--- start ---

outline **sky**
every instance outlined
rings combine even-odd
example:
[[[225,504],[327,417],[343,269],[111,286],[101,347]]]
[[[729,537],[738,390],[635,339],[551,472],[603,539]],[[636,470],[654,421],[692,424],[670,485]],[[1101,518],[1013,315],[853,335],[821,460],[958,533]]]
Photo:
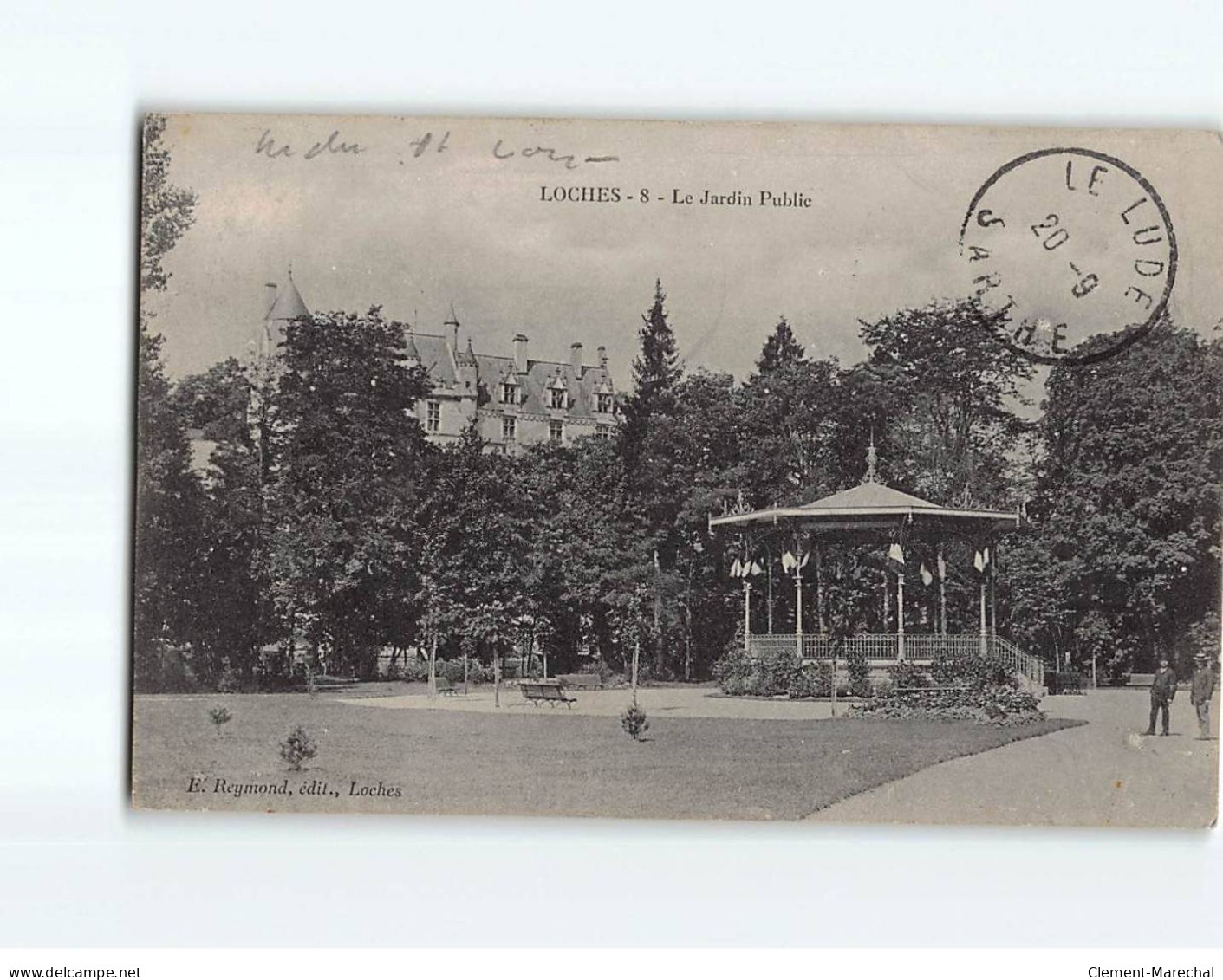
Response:
[[[166,145],[198,196],[147,307],[172,376],[248,353],[290,266],[313,310],[380,304],[440,332],[453,305],[482,353],[517,332],[541,359],[578,341],[593,363],[604,345],[621,386],[656,279],[689,368],[746,376],[781,315],[808,354],[851,363],[860,320],[970,291],[974,193],[1058,145],[1157,188],[1180,250],[1173,318],[1203,334],[1223,318],[1223,147],[1206,132],[183,115]],[[706,191],[756,207],[702,205]]]

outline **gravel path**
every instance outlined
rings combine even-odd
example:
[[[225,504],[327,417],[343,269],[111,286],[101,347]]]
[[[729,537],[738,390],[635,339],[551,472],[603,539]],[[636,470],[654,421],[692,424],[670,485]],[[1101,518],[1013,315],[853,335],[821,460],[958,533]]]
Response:
[[[811,815],[826,822],[1035,824],[1206,827],[1218,808],[1216,740],[1197,740],[1181,690],[1172,734],[1144,736],[1146,690],[1046,698],[1052,717],[1088,723],[953,759]]]

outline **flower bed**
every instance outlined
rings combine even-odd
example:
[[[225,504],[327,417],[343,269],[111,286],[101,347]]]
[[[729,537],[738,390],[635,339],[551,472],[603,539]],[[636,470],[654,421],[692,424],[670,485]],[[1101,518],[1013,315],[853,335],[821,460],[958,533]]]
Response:
[[[1030,725],[1044,717],[1036,697],[1004,684],[893,692],[854,705],[850,711],[882,719],[942,719],[978,725]]]

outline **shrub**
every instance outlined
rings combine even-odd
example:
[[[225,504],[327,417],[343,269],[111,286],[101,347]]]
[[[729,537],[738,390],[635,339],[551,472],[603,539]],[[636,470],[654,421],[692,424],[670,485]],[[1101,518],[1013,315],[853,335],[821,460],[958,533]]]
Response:
[[[851,710],[885,719],[975,721],[980,725],[1027,725],[1044,717],[1033,695],[1007,686],[887,693]]]
[[[478,664],[478,661],[476,661]],[[454,660],[442,660],[438,659],[437,664],[433,665],[433,670],[438,677],[445,678],[451,684],[462,683],[462,657],[455,657]],[[424,677],[429,676],[429,665],[424,665]],[[468,665],[468,678],[471,677],[471,667]]]
[[[804,664],[790,681],[791,698],[827,698],[832,690],[832,665],[824,660]]]
[[[713,679],[723,694],[740,697],[751,694],[756,665],[742,646],[730,648],[713,665]]]
[[[418,656],[405,657],[399,671],[400,679],[421,683],[429,679],[429,661]]]
[[[855,698],[870,698],[872,694],[871,665],[866,656],[861,653],[854,654],[846,660],[846,664],[849,666],[849,693]]]
[[[298,725],[289,733],[289,738],[280,743],[280,758],[289,762],[289,769],[300,772],[302,762],[318,755],[318,744],[309,733]]]
[[[907,660],[898,660],[889,666],[888,679],[892,681],[894,688],[928,688],[934,686],[926,671]]]
[[[945,650],[939,650],[936,655],[931,673],[939,687],[1019,687],[1014,675],[999,661],[981,656],[954,656]]]
[[[649,721],[646,720],[646,712],[641,710],[641,706],[636,700],[634,700],[620,716],[620,727],[632,736],[634,742],[641,742],[641,737],[649,728]]]
[[[613,671],[605,660],[602,657],[594,657],[587,661],[581,667],[582,673],[597,673],[599,676],[599,683],[607,687],[612,683],[612,678],[615,677],[615,671]]]
[[[756,657],[756,672],[758,679],[753,694],[788,694],[802,672],[802,661],[793,650],[770,650]]]

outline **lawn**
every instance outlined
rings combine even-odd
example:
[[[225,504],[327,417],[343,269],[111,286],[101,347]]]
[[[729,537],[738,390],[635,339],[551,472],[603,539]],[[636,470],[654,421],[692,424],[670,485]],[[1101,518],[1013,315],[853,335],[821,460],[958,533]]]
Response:
[[[232,714],[219,731],[208,717],[215,705]],[[383,710],[305,694],[137,697],[132,792],[138,806],[175,809],[793,820],[1076,723],[649,721],[649,740],[635,743],[615,717],[556,711]],[[298,723],[318,755],[290,772],[278,747]],[[247,783],[290,794],[234,795]],[[373,793],[353,795],[355,787]],[[303,794],[311,788],[323,794]]]

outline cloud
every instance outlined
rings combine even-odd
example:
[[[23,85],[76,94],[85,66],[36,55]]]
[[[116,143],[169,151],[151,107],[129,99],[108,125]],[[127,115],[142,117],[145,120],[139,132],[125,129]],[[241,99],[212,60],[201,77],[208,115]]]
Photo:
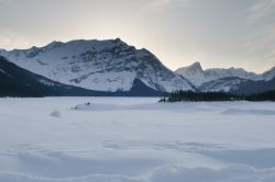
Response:
[[[30,47],[31,43],[29,38],[9,30],[0,30],[0,47],[7,49],[12,48],[26,48]]]
[[[275,0],[257,0],[249,10],[249,22],[253,23],[266,16],[275,15]]]

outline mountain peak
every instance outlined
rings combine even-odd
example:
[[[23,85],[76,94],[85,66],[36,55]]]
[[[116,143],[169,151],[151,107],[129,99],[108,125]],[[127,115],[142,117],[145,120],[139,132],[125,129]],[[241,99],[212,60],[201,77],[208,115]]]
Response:
[[[194,70],[200,70],[202,71],[201,65],[199,61],[195,61],[193,65],[190,65],[188,68],[191,68]]]

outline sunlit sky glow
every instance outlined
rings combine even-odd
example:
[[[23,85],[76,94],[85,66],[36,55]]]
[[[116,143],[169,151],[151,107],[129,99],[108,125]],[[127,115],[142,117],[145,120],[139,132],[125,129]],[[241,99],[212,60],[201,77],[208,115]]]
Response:
[[[0,47],[120,37],[175,70],[275,66],[275,0],[0,0]]]

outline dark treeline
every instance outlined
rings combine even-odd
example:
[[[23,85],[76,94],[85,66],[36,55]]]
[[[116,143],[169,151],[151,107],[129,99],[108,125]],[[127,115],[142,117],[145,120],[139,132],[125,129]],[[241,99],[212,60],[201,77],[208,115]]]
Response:
[[[228,92],[194,92],[194,91],[174,91],[164,96],[160,102],[201,102],[201,101],[275,101],[275,90],[249,95],[233,94]]]

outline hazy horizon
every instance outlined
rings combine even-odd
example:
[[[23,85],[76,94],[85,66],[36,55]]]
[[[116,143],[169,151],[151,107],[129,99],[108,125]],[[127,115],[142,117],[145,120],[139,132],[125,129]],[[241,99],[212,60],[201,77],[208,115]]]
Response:
[[[113,39],[172,70],[275,66],[275,0],[0,0],[0,48]]]

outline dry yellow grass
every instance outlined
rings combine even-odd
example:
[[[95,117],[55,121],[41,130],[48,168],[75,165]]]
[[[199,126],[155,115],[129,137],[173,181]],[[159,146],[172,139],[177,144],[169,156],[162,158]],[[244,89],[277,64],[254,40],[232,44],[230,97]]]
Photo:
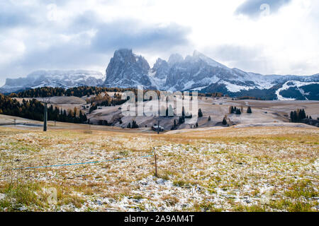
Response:
[[[315,211],[318,135],[316,128],[158,136],[0,127],[0,210]],[[153,148],[159,178],[153,157],[140,157]],[[47,203],[52,187],[57,205]]]

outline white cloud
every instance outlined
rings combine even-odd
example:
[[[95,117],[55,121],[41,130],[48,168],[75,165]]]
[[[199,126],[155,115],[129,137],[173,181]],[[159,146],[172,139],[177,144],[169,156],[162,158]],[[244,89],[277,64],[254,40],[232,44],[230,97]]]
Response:
[[[243,4],[249,8],[250,1],[11,0],[1,3],[0,85],[9,76],[26,76],[38,69],[100,69],[104,72],[114,48],[121,46],[121,42],[123,47],[131,44],[150,63],[157,57],[167,59],[174,52],[186,55],[196,49],[228,66],[245,71],[318,73],[319,2],[291,0],[272,8],[273,1],[265,0],[270,6],[269,16],[252,18],[236,13]],[[164,35],[159,38],[157,30]],[[99,45],[94,42],[100,35],[98,40],[100,44],[103,42],[104,36],[101,35],[116,47],[102,43],[100,50],[103,51],[97,51]],[[145,36],[143,45],[138,40]]]

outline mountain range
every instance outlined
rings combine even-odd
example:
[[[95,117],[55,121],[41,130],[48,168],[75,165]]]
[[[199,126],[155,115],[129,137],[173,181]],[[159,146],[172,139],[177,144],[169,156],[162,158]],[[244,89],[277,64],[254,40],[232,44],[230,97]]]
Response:
[[[231,97],[251,96],[265,100],[319,100],[319,74],[309,76],[261,75],[230,69],[194,51],[184,58],[172,54],[168,61],[158,59],[151,68],[132,49],[116,50],[106,71],[39,71],[27,78],[8,78],[0,92],[28,88],[79,85],[136,88],[201,93],[220,92]]]

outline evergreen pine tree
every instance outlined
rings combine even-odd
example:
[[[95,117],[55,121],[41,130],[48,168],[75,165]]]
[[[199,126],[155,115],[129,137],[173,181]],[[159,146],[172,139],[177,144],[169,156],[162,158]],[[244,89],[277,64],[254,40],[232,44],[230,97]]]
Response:
[[[227,121],[225,117],[223,119],[223,125],[227,125]]]
[[[198,117],[201,118],[203,117],[203,112],[201,112],[201,109],[198,109]]]

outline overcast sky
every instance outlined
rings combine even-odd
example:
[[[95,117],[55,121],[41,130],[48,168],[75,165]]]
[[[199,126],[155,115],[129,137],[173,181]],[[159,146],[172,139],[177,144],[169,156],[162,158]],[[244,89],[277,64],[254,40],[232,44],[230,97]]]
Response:
[[[0,85],[38,69],[105,73],[128,47],[151,66],[194,49],[264,74],[319,73],[318,0],[1,0]]]

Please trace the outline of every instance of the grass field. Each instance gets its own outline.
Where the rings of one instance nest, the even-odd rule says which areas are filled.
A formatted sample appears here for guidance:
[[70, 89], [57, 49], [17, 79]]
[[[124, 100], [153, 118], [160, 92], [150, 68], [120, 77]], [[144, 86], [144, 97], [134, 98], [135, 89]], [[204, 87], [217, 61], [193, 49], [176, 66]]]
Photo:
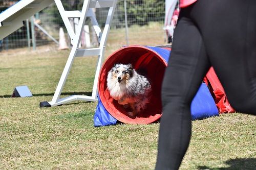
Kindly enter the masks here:
[[[140, 31], [161, 29], [150, 27]], [[137, 30], [131, 28], [131, 44], [163, 43], [162, 32], [140, 40]], [[111, 31], [106, 57], [125, 44], [124, 33]], [[37, 49], [0, 53], [0, 169], [153, 169], [159, 123], [95, 128], [93, 102], [39, 108], [40, 102], [51, 100], [69, 51]], [[91, 92], [96, 60], [75, 60], [61, 96]], [[33, 96], [11, 98], [20, 85]], [[241, 113], [194, 121], [180, 169], [255, 169], [255, 123], [256, 117]]]

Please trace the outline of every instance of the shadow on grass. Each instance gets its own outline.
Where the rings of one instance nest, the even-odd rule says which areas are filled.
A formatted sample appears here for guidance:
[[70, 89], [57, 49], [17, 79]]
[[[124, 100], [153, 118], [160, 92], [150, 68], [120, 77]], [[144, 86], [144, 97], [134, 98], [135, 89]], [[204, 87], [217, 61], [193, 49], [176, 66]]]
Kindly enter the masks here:
[[198, 169], [204, 170], [254, 170], [256, 167], [256, 158], [238, 158], [229, 159], [225, 162], [229, 165], [227, 167], [211, 168], [206, 166], [199, 166]]
[[[92, 95], [92, 92], [86, 91], [86, 92], [70, 92], [61, 93], [61, 95]], [[40, 94], [32, 94], [33, 96], [53, 96], [54, 93], [40, 93]], [[11, 95], [0, 95], [0, 98], [10, 98], [12, 97]]]

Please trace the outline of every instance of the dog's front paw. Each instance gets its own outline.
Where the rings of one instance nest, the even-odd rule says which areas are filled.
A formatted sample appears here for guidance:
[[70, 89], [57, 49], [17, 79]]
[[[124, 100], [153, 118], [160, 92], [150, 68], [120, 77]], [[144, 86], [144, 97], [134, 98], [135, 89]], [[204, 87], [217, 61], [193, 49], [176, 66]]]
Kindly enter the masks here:
[[128, 109], [129, 108], [129, 105], [128, 104], [124, 105], [123, 107], [124, 109]]

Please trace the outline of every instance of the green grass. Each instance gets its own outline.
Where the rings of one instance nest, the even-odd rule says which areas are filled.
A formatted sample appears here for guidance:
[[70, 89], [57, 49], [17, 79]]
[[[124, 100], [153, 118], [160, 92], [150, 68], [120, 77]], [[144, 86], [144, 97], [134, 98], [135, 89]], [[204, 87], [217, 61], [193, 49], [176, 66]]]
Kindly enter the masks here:
[[[135, 27], [130, 35], [159, 28]], [[111, 30], [106, 57], [125, 44], [123, 31]], [[162, 32], [156, 32], [152, 42], [141, 37], [136, 43], [160, 44]], [[69, 54], [54, 45], [0, 53], [0, 169], [153, 169], [159, 123], [95, 128], [97, 103], [39, 108], [40, 102], [51, 100]], [[91, 92], [96, 60], [75, 60], [61, 96]], [[24, 85], [33, 97], [10, 98]], [[194, 121], [180, 169], [255, 169], [255, 120], [234, 113]]]

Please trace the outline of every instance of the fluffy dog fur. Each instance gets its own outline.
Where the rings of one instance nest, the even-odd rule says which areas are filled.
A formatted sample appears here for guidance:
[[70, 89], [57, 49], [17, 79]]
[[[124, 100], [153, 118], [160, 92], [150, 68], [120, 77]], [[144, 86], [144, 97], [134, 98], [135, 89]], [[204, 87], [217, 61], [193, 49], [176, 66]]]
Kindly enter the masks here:
[[128, 114], [135, 116], [149, 103], [151, 85], [144, 76], [139, 75], [131, 64], [116, 64], [108, 74], [108, 89], [118, 104], [131, 109]]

--- end ---

## Task goal
Set down, unchanged, the line that contains "Please trace the outline of every instance of the green" together with every later line in the records, through the last one.

## Final result
Please trace the outline of every instance of the green grass. Each instance gets its own outline.
Where the rings of one instance nest, the even-odd rule says which areas are filled.
A formatted sample appears here for guidance:
[[70, 89], [57, 49], [17, 79]]
[[[124, 100], [153, 118], [160, 92], [150, 68], [120, 77]], [[144, 86], [144, 97], [134, 98], [135, 89]], [[204, 87], [217, 61], [193, 49], [176, 66]]]
Kindly enter the masks here:
[[[135, 27], [130, 35], [159, 28]], [[111, 30], [106, 57], [125, 44], [123, 31]], [[162, 32], [156, 32], [152, 42], [141, 37], [136, 43], [160, 44]], [[69, 54], [54, 45], [0, 53], [0, 169], [153, 169], [159, 123], [95, 128], [97, 103], [39, 108], [40, 102], [51, 100]], [[91, 92], [96, 60], [75, 60], [61, 96]], [[24, 85], [33, 97], [10, 98]], [[194, 121], [180, 169], [255, 169], [255, 120], [234, 113]]]

Please trace the outline of every instance of the fluffy dog fur. Each instance gets its own outline.
Where the rings of one instance nest, the even-odd rule says which areas are filled.
A formatted sample appears here for guidance:
[[70, 89], [57, 49], [17, 79]]
[[[124, 100], [153, 118], [160, 92], [150, 68], [120, 77]], [[144, 86], [144, 97], [134, 98], [135, 89]], [[204, 87], [217, 61], [193, 49], [176, 66]]]
Kindly enter the masks here:
[[128, 114], [135, 116], [149, 103], [151, 85], [144, 76], [139, 75], [131, 64], [116, 64], [108, 74], [108, 89], [118, 104], [131, 109]]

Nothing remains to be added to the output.